» **TRECHO SELECIONADO**
Crítica Mercados Globais

Livro de economista indica as contradições da globalização

Lançada no Brasil após 17 anos, obra serve de registro do debate sobre o tema

ELEONORA DE LUCENA DE SÃO PAULO

Imagine uma empresa XYZ que fabrica sapatos numa cidadezinha de Ohio nos Estados Unidos. Por causa da redução da margem de lucro e da concorrência com produtos importados, ela decide contratar um terceirizado em Honduras. Demite seus operários e fecha a operação norte-americana.

Para os acionistas, os negócios melhoram. Tempos depois, uma reportagem constata que crianças de 12 anos trabalham em péssimas condições fazendo os calçados da XYZ por uns trocados lá na América Central.

Exemplos assim são discutidos pelo economista Dani Rodrik em "A Globalização Foi Longe Demais?", só lançado agora no Brasil. A obra é de 1997, quando ele tinha 39 anos e era voz dissonante na avalanche neoliberal.

Nesse seu primeiro livro, o professor de Harvard (EUA) aponta as contradições das mudanças econômicas do final do século 20, focando as tensões provocadas pelo avanço do comércio mundial nas estruturas sociais.

Demonstra que a globalização coloca o Estado sob pressão para atender demandas da sociedade, ao mesmo tempo em que tolhe margens de ação e financiamento. Avalia que a abertura sem freios nos mercados provoca "golpe na coesão social", exacerbando conflitos e enfraquecendo forças democráticas.

» **DADOS ARMAZENADOS**

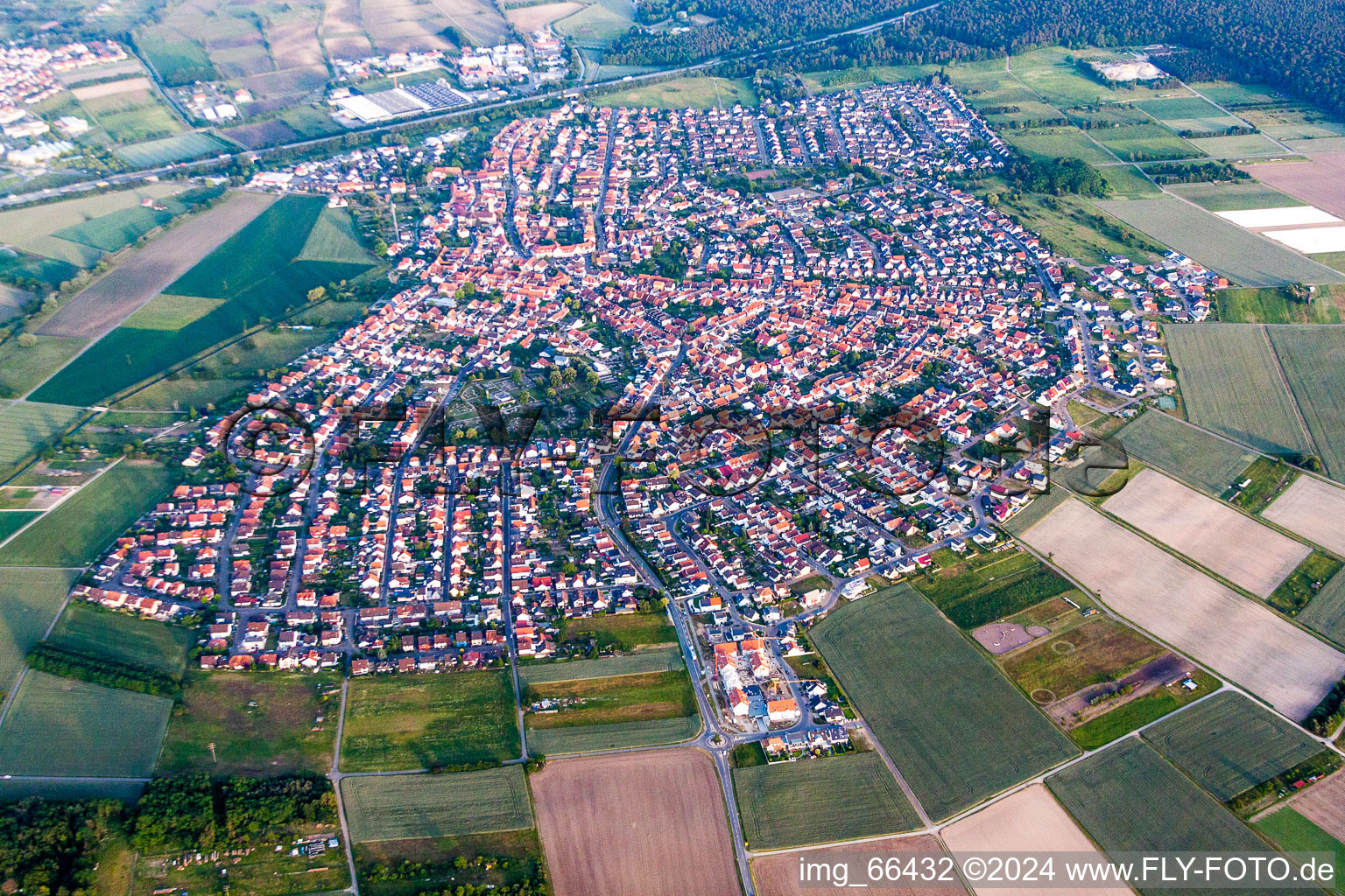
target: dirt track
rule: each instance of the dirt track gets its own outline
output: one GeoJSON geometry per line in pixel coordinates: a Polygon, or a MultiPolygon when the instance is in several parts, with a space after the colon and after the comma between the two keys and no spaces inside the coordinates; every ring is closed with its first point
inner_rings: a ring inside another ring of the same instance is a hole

» **O QUE FAZER**
Pode reproduzir, sem nenhuma alteração, a passagem do trecho sobre a globalização que vai de "ELEONORA DE LUCENA" até "na avalanche neoliberal."?

» **RESULTADO DA TAREFA**
ELEONORA DE LUCENA DE SÃO PAULO

Imagine uma empresa XYZ que fabrica sapatos numa cidadezinha de Ohio nos Estados Unidos. Por causa da redução da margem de lucro e da concorrência com produtos importados, ela decide contratar um terceirizado em Honduras. Demite seus operários e fecha a operação norte-americana.

Para os acionistas, os negócios melhoram. Tempos depois, uma reportagem constata que crianças de 12 anos trabalham em péssimas condições fazendo os calçados da XYZ por uns trocados lá na América Central.

Exemplos assim são discutidos pelo economista Dani Rodrik em "A Globalização Foi Longe Demais?", só lançado agora no Brasil. A obra é de 1997, quando ele tinha 39 anos e era voz dissonante na avalanche neoliberal.